文書の一部 -
降りていくブログ 

ここという閉塞から逸脱していくための考察

「ネガティブ」にせまる

出会った現実に対する喜びは、要求水準の低さとおこった現実の高さとのギャップによって生まれる。

 

四国八十八カ所めぐりにおいて、バスでまわる人と徒歩でまわる人とで、面白い意識の違いがある。アンケート調査では、バスでまわる人たちは寺のトイレが汚いことに不満が多い。一方、徒歩遍路の意識ではそこは問題にされていない。それはそうだろう。途中には寺のものなど問題でないものがいっぱいある。寺はなんだかんだとちゃんと掃除している。徒歩だと、必要なときにトイレがあるだけでも助かったと思う。

提供資料 -

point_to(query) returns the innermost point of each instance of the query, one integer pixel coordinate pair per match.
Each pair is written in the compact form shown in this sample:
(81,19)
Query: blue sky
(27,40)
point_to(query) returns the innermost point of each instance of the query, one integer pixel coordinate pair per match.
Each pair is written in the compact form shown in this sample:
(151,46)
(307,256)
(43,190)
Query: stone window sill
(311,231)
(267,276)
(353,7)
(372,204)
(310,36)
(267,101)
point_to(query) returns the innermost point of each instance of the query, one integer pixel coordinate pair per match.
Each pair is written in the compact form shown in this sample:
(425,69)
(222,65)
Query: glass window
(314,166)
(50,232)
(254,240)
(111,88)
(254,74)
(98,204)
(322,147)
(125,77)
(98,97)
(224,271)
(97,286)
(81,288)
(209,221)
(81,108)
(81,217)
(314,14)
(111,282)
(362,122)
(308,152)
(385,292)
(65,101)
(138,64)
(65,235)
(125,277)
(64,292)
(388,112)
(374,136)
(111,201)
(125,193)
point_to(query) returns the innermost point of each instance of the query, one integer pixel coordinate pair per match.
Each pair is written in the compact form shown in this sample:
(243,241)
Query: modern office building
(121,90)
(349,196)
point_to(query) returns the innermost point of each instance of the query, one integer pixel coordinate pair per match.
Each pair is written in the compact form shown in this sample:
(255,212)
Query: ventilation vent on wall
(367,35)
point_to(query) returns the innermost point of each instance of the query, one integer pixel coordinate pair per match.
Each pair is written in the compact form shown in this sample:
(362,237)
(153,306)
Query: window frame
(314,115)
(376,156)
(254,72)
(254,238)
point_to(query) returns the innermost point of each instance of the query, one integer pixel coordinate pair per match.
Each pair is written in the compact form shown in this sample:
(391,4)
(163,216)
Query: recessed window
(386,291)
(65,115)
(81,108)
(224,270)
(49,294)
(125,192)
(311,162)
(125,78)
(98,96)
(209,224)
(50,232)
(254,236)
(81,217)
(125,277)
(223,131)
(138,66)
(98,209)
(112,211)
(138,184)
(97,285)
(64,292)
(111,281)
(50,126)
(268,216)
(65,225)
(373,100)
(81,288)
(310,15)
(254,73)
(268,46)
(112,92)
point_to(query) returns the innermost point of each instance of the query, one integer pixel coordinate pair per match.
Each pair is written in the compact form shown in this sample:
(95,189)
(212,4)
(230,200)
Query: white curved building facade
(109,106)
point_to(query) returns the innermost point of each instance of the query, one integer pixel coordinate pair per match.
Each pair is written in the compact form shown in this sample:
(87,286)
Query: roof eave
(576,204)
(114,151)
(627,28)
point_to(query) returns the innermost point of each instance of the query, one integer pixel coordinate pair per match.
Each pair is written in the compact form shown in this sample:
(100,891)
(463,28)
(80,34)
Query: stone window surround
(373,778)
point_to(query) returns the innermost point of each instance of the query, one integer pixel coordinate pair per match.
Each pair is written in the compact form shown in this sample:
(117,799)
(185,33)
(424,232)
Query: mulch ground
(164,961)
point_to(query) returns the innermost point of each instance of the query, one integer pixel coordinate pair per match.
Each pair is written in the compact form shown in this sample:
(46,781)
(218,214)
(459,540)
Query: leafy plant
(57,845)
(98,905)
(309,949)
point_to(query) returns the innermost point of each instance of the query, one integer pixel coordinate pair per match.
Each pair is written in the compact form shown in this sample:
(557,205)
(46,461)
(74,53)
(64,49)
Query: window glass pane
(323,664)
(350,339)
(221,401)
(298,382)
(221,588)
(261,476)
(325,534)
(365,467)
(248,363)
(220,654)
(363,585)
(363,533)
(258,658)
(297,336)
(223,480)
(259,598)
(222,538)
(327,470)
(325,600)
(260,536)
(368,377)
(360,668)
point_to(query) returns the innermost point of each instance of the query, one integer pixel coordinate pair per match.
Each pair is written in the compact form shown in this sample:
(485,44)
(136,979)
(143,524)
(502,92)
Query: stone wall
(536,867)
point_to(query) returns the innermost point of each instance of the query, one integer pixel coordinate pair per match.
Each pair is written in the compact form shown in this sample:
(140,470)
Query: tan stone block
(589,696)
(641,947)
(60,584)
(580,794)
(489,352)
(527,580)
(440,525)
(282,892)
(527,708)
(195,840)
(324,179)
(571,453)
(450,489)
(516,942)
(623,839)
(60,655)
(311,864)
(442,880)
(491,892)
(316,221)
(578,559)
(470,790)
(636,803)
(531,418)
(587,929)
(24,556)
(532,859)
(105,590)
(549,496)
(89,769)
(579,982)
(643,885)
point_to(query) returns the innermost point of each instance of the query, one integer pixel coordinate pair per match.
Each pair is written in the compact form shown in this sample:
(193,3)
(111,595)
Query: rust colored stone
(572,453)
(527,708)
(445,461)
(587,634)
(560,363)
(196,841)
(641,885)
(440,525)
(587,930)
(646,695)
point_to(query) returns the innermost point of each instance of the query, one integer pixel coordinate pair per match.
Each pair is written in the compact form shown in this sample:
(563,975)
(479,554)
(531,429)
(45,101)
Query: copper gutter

課題 1 -
上に示した四国遍路の文章を、全文そのまま書き出してください。
課題 2 -
上のリストから、文字列「stone」を含む行をもれなく集めてください。大文字と小文字は区別するものとします。

解答 1 -
降りていくブログ 

ここという閉塞から逸脱していくための考察

「ネガティブ」にせまる

出会った現実に対する喜びは、要求水準の低さとおこった現実の高さとのギャップによって生まれる。

 

四国八十八カ所めぐりにおいて、バスでまわる人と徒歩でまわる人とで、面白い意識の違いがある。アンケート調査では、バスでまわる人たちは寺のトイレが汚いことに不満が多い。一方、徒歩遍路の意識ではそこは問題にされていない。それはそうだろう。途中には寺のものなど問題でないものがいっぱいある。寺はなんだかんだとちゃんと掃除している。徒歩だと、必要なときにトイレがあるだけでも助かったと思う。

解答 2 -
Query: stone window sill
Query: stone window surround
Query: stone wall
Query: tan stone block
Query: rust colored stone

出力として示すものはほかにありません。